▶ Recorded information
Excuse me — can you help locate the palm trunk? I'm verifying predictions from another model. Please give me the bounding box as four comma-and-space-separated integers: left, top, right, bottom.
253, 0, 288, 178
--
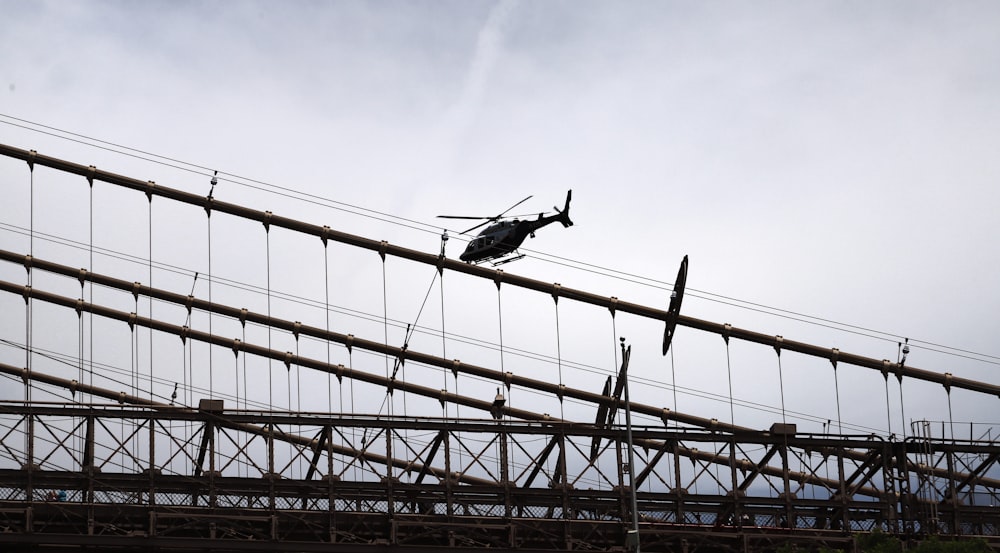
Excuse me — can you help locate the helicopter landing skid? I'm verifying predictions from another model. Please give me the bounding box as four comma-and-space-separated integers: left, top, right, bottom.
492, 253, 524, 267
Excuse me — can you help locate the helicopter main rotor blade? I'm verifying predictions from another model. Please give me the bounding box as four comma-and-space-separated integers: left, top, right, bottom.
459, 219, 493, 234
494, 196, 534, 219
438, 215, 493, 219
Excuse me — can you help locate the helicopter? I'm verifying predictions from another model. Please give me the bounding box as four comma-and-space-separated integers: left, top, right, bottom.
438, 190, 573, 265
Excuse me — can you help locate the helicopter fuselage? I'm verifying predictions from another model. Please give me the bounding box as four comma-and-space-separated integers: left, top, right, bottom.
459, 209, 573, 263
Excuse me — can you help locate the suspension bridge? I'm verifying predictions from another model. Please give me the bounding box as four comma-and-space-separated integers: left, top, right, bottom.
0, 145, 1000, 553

▶ Written instruction
Turn everything from the row containing "Excuse me — can you help locate the helicopter landing" down to the row containing "492, 253, 524, 267" into a JSON list of strings, one string per line, with blank lines left out.

▶ Exercise answer
[
  "Excuse me — can you help locate the helicopter landing skid? I'm verifying predictions from another model. Please give me the bounding box as four comma-and-space-separated integers: left, top, right, bottom.",
  "492, 253, 524, 267"
]